**SELECTED PASSAGE**
((

Chicken Salad with Seeds & Yoghurt Dressing


A delicious dressing takes a simple salad to a fantastic flavoured meal!

TIP: If you don't like a particular herb, just change it with one you do like. Coriander or Basil work well in this dressing.

Prep time: 15 mins
Cook time: 5 mins
IMPORTANT - Some recipes may not 100% comply with their listed diet categories. Please review the ingredients carefully to ensure that your selected recipe meets your own dietary requirements

Ingredients

Ingredients

100 grams of chicken breast, sliced
2 cups (40g) salad leaves of your choice
1/4 avocado (40g), sliced
1 small cucumber (100g), peeled into ribbons
1 tablespoon (10g) pepitas
1 tablespoon (10g) sunflower seeds
1 teaspoon (5ml) cold pressed coconut oil
Pinch of sea salt

Dressing

2 tablespoons (40ml) unsweetened coconut yoghurt or greek yoghurt
1 small clove of garlic, sliced
Zest of 1 small lemon
1 1/2 teaspoons (5ml) fresh lemon juice
1/4 cup (3g) fresh mint leaves
Pinch of sea salt or pink himalayan salt

Method

  1. Place all the dressing ingredients into a *small blender & blitz until combined.  If your yoghurt is thick add approx. a tablespoon of water until you reach a more fluid dressing consistency.

))

**ENTRIES SUPPLIED**
((

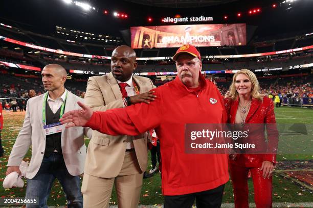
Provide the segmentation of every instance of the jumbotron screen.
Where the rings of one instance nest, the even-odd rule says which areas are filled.
[[[197,47],[247,44],[244,23],[133,27],[130,32],[132,48],[178,47],[183,44]]]

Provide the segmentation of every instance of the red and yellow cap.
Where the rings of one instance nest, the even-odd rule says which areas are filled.
[[[183,53],[187,53],[195,57],[198,57],[199,59],[201,60],[201,56],[200,56],[200,53],[198,50],[197,50],[197,48],[192,45],[187,44],[181,46],[181,47],[177,50],[176,54],[175,54],[173,58],[172,58],[173,61],[176,61],[176,58],[177,56]]]

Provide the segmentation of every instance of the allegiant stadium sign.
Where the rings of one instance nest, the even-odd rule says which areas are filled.
[[[199,21],[213,21],[213,17],[205,17],[201,15],[199,17],[177,17],[171,18],[167,17],[162,19],[163,22],[199,22]]]

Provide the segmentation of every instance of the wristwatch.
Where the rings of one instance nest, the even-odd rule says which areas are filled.
[[[126,101],[127,103],[127,106],[129,106],[131,105],[131,102],[130,102],[130,97],[126,97],[125,98],[125,101]]]

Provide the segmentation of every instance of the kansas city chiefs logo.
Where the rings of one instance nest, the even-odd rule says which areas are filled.
[[[217,100],[214,98],[210,98],[210,102],[211,102],[211,104],[215,104],[216,102],[217,102]]]

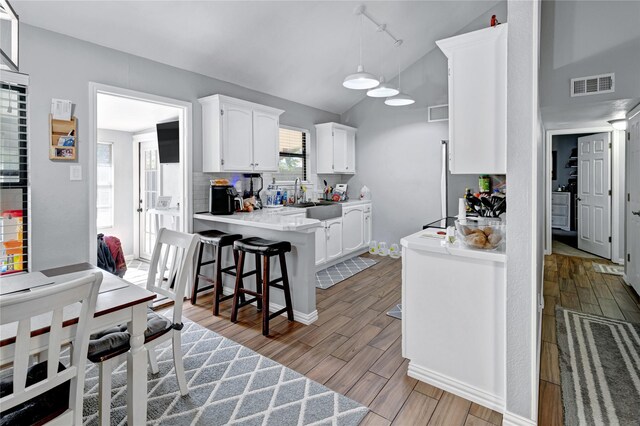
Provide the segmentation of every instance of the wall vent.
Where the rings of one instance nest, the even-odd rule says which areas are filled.
[[[571,79],[571,97],[598,95],[615,91],[615,75],[601,74]]]
[[[449,120],[449,105],[434,105],[429,107],[429,123],[434,121],[448,121]]]

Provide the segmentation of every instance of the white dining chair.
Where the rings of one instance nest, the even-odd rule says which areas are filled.
[[[1,364],[12,368],[0,386],[2,424],[82,425],[87,345],[101,282],[102,273],[94,272],[0,298],[3,334],[15,334],[13,342],[0,347]],[[69,312],[78,308],[73,325]],[[32,336],[39,324],[50,325],[49,331]],[[69,341],[74,344],[65,366],[60,355]],[[47,360],[31,365],[35,354]]]
[[[145,347],[149,354],[149,365],[153,373],[158,372],[155,347],[172,340],[173,365],[180,393],[189,393],[182,362],[182,304],[187,282],[192,279],[193,258],[198,243],[196,235],[185,234],[161,228],[149,265],[147,290],[160,294],[173,301],[173,318],[169,319],[149,308],[147,312],[147,330]],[[169,271],[165,275],[165,272]],[[89,345],[89,360],[99,364],[100,422],[109,424],[111,410],[111,372],[114,360],[129,350],[129,334],[126,325],[105,330],[92,336]]]

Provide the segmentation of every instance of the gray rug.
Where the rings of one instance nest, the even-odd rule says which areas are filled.
[[[624,266],[621,265],[605,265],[602,263],[591,262],[593,270],[601,274],[624,275]]]
[[[358,272],[362,272],[365,269],[372,267],[376,263],[378,263],[378,261],[368,257],[354,257],[347,259],[344,262],[337,263],[327,269],[316,272],[316,287],[326,290],[329,287],[333,287],[339,282],[354,276]]]
[[[181,397],[171,342],[148,373],[148,425],[357,425],[369,411],[351,399],[199,325],[185,321],[189,394]],[[114,369],[111,424],[126,424],[126,362]],[[98,369],[87,366],[84,424],[98,424]]]
[[[640,324],[556,308],[566,425],[638,425]]]

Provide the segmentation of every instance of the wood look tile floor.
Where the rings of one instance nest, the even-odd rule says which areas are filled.
[[[617,275],[593,270],[587,259],[552,254],[544,262],[544,311],[538,424],[562,425],[562,394],[556,341],[556,305],[589,314],[640,322],[640,297]]]
[[[278,317],[264,337],[255,308],[242,309],[233,324],[231,301],[214,317],[210,294],[195,306],[185,301],[184,315],[368,406],[362,425],[500,425],[500,413],[407,376],[401,322],[386,315],[400,303],[402,263],[376,260],[371,268],[316,290],[319,318],[308,326]]]

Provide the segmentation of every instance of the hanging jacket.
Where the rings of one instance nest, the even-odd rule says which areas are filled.
[[[106,236],[104,242],[109,247],[111,256],[116,264],[116,275],[120,278],[124,277],[124,273],[127,272],[127,261],[124,259],[124,252],[122,251],[122,244],[118,237]]]
[[[109,246],[104,242],[104,234],[98,234],[98,268],[111,274],[116,273],[116,262],[113,260]]]

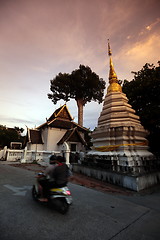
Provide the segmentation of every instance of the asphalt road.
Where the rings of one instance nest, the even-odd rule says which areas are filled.
[[[1,240],[159,239],[159,193],[127,198],[69,183],[73,205],[62,215],[32,200],[34,176],[0,163]]]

))

**WHAT THIS EXERCISE ASKS**
1) According to the chicken salad recipe, which herbs work well as substitutes in the dressing?
2) Extend the chicken salad recipe with the method steps that follow its first one.

**OUTPUTS**
1) Coriander or basil.

2)
  2. Arrange your salad leaves & cucumber ribbons in a bowl with your avocado.
  3. Heat a small pan with the oil to a medium heat.  Sprinkle a pinch of sea salt on your chicken slices & cook the chicken for a few minutes on each side until cooked through.  Waiting for the pan & oil to heat will give you that nice brown colour on the chicken.
  4. Add the chicken to the salad, top with dressing, pepitas & sunflower seeds.  Enjoy!

 

*Note if you don’t have a small blender you can use a mortar & pestle or just mince and chop your ingredients finely and mix together for the dressing.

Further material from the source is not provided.